* begin Source material *
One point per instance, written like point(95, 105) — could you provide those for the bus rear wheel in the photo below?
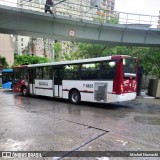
point(24, 91)
point(74, 97)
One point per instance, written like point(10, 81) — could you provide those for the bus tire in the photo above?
point(74, 97)
point(24, 91)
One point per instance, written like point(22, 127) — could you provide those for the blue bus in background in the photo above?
point(7, 76)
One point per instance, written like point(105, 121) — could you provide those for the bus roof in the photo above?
point(114, 57)
point(80, 61)
point(7, 70)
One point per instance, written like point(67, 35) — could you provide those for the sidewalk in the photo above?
point(144, 98)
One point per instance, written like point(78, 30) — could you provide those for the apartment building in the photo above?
point(7, 48)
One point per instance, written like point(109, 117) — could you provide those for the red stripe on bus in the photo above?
point(44, 88)
point(84, 91)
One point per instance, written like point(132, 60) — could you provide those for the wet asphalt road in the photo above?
point(44, 124)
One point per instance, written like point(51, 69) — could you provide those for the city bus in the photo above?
point(103, 80)
point(7, 76)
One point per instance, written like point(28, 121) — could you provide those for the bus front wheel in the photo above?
point(24, 91)
point(74, 97)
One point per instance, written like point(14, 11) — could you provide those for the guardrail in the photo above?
point(82, 10)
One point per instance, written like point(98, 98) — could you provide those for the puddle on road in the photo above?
point(147, 120)
point(14, 145)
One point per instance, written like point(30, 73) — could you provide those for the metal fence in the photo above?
point(84, 11)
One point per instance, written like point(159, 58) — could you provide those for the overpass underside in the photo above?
point(38, 24)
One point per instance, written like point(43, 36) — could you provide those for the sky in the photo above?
point(147, 7)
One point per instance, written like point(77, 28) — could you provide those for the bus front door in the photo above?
point(58, 73)
point(32, 81)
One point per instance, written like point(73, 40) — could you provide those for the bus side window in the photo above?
point(47, 72)
point(38, 73)
point(71, 72)
point(108, 70)
point(90, 71)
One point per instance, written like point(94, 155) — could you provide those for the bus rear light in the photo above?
point(122, 88)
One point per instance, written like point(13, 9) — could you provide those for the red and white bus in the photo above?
point(103, 80)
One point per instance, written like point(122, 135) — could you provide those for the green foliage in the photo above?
point(28, 59)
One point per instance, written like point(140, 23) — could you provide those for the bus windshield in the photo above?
point(129, 67)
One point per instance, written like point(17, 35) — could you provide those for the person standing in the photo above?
point(49, 3)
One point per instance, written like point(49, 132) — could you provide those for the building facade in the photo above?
point(7, 48)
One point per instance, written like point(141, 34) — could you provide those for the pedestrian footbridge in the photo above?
point(86, 24)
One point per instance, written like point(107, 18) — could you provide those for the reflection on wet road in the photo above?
point(40, 123)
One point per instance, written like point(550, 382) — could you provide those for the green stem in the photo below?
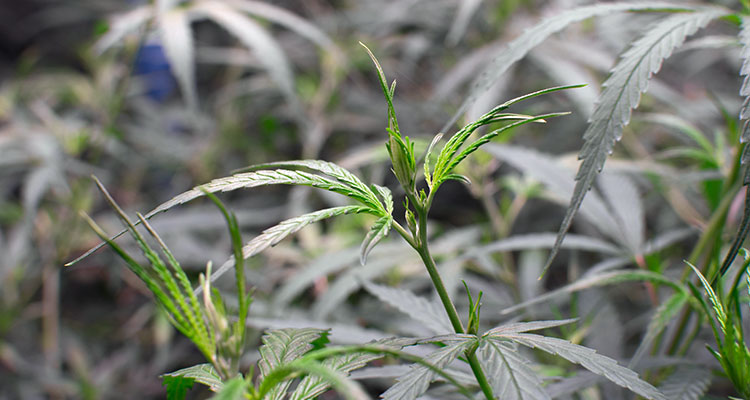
point(419, 242)
point(476, 367)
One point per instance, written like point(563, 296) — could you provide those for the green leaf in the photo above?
point(377, 232)
point(177, 386)
point(430, 314)
point(531, 38)
point(417, 380)
point(234, 389)
point(313, 385)
point(201, 373)
point(328, 168)
point(588, 358)
point(281, 347)
point(621, 94)
point(277, 233)
point(508, 373)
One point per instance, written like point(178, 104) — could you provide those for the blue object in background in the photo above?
point(152, 66)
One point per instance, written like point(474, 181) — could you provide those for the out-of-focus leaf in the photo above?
point(509, 374)
point(428, 313)
point(621, 94)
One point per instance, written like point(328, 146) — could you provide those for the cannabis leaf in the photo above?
point(621, 94)
point(584, 356)
point(420, 309)
point(416, 382)
point(687, 383)
point(201, 373)
point(509, 374)
point(532, 37)
point(280, 347)
point(744, 227)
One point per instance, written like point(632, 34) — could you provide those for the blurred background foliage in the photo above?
point(154, 98)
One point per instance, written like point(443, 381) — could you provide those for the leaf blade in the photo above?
point(621, 94)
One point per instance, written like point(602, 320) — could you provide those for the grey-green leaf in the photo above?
point(416, 382)
point(621, 94)
point(420, 309)
point(589, 359)
point(531, 38)
point(508, 373)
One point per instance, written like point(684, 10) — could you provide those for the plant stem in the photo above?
point(419, 242)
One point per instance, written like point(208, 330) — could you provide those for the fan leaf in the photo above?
point(532, 37)
point(621, 94)
point(509, 374)
point(416, 382)
point(589, 359)
point(420, 309)
point(281, 347)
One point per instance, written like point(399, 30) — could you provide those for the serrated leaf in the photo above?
point(313, 385)
point(234, 389)
point(621, 94)
point(177, 38)
point(532, 37)
point(348, 185)
point(201, 373)
point(589, 359)
point(508, 373)
point(277, 233)
point(521, 327)
point(420, 309)
point(663, 315)
point(177, 386)
point(281, 347)
point(377, 232)
point(687, 383)
point(328, 168)
point(416, 382)
point(605, 278)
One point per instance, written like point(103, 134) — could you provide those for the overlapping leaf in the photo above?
point(416, 382)
point(532, 37)
point(621, 94)
point(420, 309)
point(509, 374)
point(586, 357)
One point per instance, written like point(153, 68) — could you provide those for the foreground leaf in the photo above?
point(430, 314)
point(621, 94)
point(416, 382)
point(201, 373)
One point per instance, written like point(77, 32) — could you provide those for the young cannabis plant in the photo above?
point(498, 369)
point(725, 317)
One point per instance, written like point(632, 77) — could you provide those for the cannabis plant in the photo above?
point(496, 365)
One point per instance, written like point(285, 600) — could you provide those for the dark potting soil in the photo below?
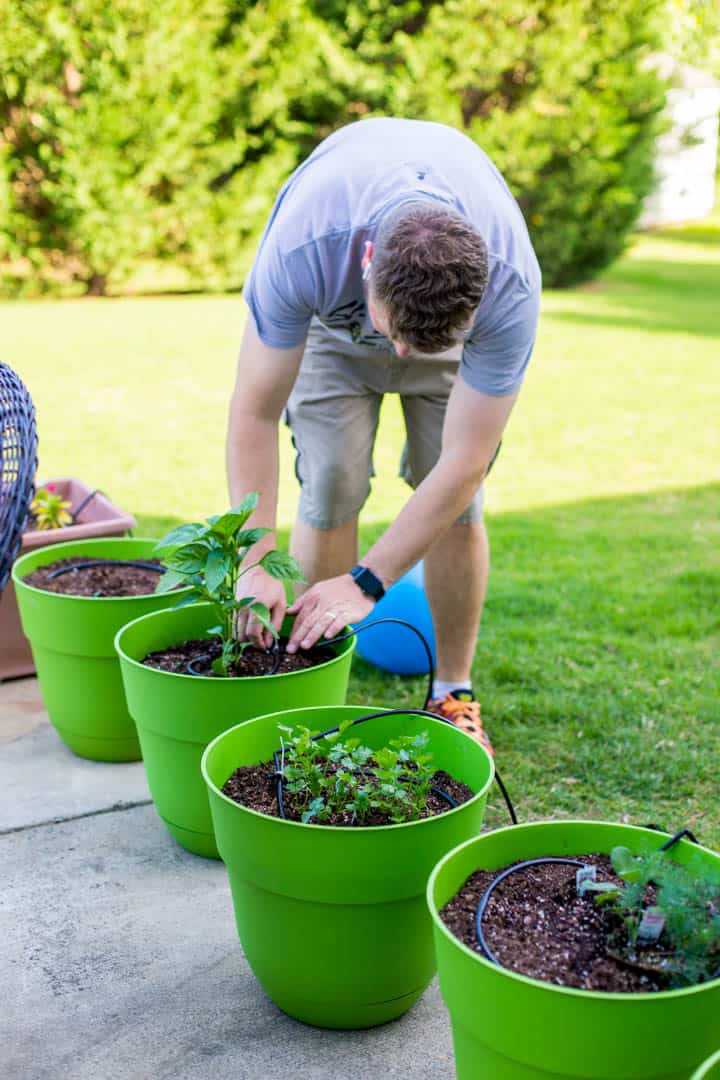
point(255, 786)
point(203, 651)
point(109, 579)
point(535, 923)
* end Source material *
**Stated exercise:**
Rewrite all the lines above as a numbered list, skipping any blank lines and leaving out the pictures.

**Exercise output:**
1. One point per instance, written like point(95, 105) — could you provide those for the bus rear wheel in the photo below?
2. point(24, 91)
3. point(74, 97)
4. One point per instance, written like point(10, 81) — could you provide those for the bus tire in the photo above?
5. point(74, 97)
6. point(24, 91)
7. One point per instance, written like point(22, 127) — could you provide those for the blue bus in background in the photo above?
8. point(7, 76)
9. One point per instance, written like point(105, 121) — could you provide those for the bus roof in the photo above?
10. point(114, 57)
11. point(80, 61)
12. point(7, 70)
13. One point per instance, written like point(67, 35) — could you provide those for the sidewalk in the photo above?
14. point(144, 98)
15. One point per instance, written like point(78, 30) — could you provide those for the apartment building in the photo above?
16. point(7, 48)
17. One point per instance, written like point(109, 117) — could you provide those for the red stripe on bus in the photo above?
18. point(44, 88)
19. point(84, 91)
20. One point per instance, written like point(132, 60) — could you provide those for the wet asphalt road in the photo above?
21. point(44, 124)
22. One point per instance, written like point(51, 69) — could you provide those for the city bus in the photo above?
23. point(103, 80)
24. point(7, 76)
25. One point per instance, written like point(28, 121) — could you provide those for the bus front wheel in the photo above?
26. point(24, 91)
27. point(74, 97)
28. One point per instance, written like point(14, 11) — could you provide those for the guardrail in the photo above?
29. point(82, 10)
30. One point per instance, written like point(98, 98) — could you provide those for the puddle on road in the photo above?
31. point(147, 120)
32. point(14, 145)
33. One point per instance, written like point(30, 73) — could you provide those for the metal fence in the photo above?
34. point(84, 11)
35. One point per instance, written like point(159, 58) — could you provide those for the overpass underside in the photo above?
36. point(38, 24)
37. One point per instance, written like point(43, 36) — could you provide those for the sky in the photo above?
38. point(147, 7)
39. One point per instance, written like point(77, 28) — could you provide those for the bus front door in the photo above?
40. point(58, 73)
41. point(32, 81)
42. One point per instance, written like point(73, 40) — could you provide those for the bus side window in the photo above?
43. point(47, 72)
44. point(38, 73)
45. point(71, 72)
46. point(108, 70)
47. point(90, 71)
48. One point per instance, written like point(94, 155) — could you provide those for the bus rear light in the photo above?
49. point(122, 88)
50. One point per instance, written like point(13, 9) — could you provide those for the red and white bus in the photo above?
51. point(103, 80)
52. One point per instance, written like point(122, 135) — could you provide those for the green foliage in the photo above?
53. point(28, 59)
54. One point per instance, written like point(140, 23) — could you provide those for the bus windshield in the photo above?
55. point(129, 67)
56. One point per instance, written like point(17, 35) — could you provide those for the person standing in the photo above?
57. point(49, 3)
58. One point per instance, written like point(49, 132) — could you provide those for the building facade in the photo above?
59. point(7, 48)
60. One point per instance, written like point(141, 34) — could you provide those for the pedestrian footbridge in the photo above?
61. point(86, 24)
62. One point per instance, written like point(107, 18) — could you provide those for the reflection on wet road in the photo above?
63. point(40, 123)
64. One point per instance, written like point(550, 382) — could you provide those for the green stem in the photo below?
65. point(419, 242)
66. point(476, 367)
67. One point per instance, written like point(563, 296) — could you provide those for the green leaf in the photo above?
68. point(377, 232)
69. point(177, 386)
70. point(430, 314)
71. point(531, 38)
72. point(417, 380)
73. point(234, 389)
74. point(313, 385)
75. point(201, 373)
76. point(328, 168)
77. point(588, 358)
78. point(281, 347)
79. point(621, 94)
80. point(277, 233)
81. point(508, 373)
82. One point per instance, written like point(178, 104) — could you provide those for the blue object in background in the photo above?
83. point(152, 66)
84. One point per instance, written like point(474, 181) — could you provide those for the out-of-focus leaf in the photo above?
85. point(509, 374)
86. point(428, 313)
87. point(621, 94)
88. One point per instance, written like point(328, 146) — could you provide those for the cannabis leaf in the photo above?
89. point(621, 94)
90. point(584, 356)
91. point(420, 309)
92. point(416, 382)
93. point(687, 383)
94. point(201, 373)
95. point(509, 374)
96. point(532, 37)
97. point(280, 347)
98. point(744, 227)
99. One point per instance, written like point(632, 34) — could you provide those for the blurred background foliage in the photo above?
100. point(154, 98)
101. One point per instance, written like point(443, 381) — could you provide those for the leaf blade in the photo above?
102. point(621, 94)
103. One point per instance, written like point(602, 320) — could you provide those for the grey-green leaf in the photo above?
104. point(416, 382)
105. point(621, 94)
106. point(420, 309)
107. point(589, 359)
108. point(531, 38)
109. point(508, 373)
110. One point per instance, written like point(684, 10) — could you provide those for the plant stem in the photo above?
111. point(419, 242)
112. One point per instance, written like point(208, 330) — could you provide those for the fan leaf in the photo above?
113. point(532, 37)
114. point(621, 94)
115. point(509, 374)
116. point(416, 382)
117. point(589, 359)
118. point(420, 309)
119. point(281, 347)
120. One point per instance, written like point(399, 30) — could you provide those for the serrated leaf in the photo above?
121. point(313, 385)
122. point(234, 389)
123. point(621, 94)
124. point(177, 38)
125. point(532, 37)
126. point(348, 185)
127. point(201, 373)
128. point(589, 359)
129. point(508, 373)
130. point(277, 233)
131. point(521, 327)
132. point(420, 309)
133. point(663, 315)
134. point(177, 386)
135. point(281, 347)
136. point(377, 232)
137. point(687, 383)
138. point(328, 168)
139. point(416, 382)
140. point(605, 278)
141. One point per instance, written like point(103, 134) — could you provide those for the overlapping leaf in the photo above?
142. point(416, 382)
143. point(532, 37)
144. point(621, 94)
145. point(420, 309)
146. point(509, 374)
147. point(586, 357)
148. One point per instance, written like point(153, 68) — could you provide those for the foreground leaf in the photo above?
149. point(430, 314)
150. point(621, 94)
151. point(416, 382)
152. point(201, 373)
153. One point per instance, written like point(77, 32) — could you provide those for the young cannabis plant in the photo above?
154. point(498, 369)
155. point(725, 317)
156. One point per instance, written like point(632, 77) — could you provide those for the cannabis plant in the photo above?
157. point(496, 365)
158. One point per instance, written like point(285, 600) — could you provide those for the dark potting soil in the photo below?
159. point(255, 786)
160. point(203, 651)
161. point(109, 579)
162. point(535, 923)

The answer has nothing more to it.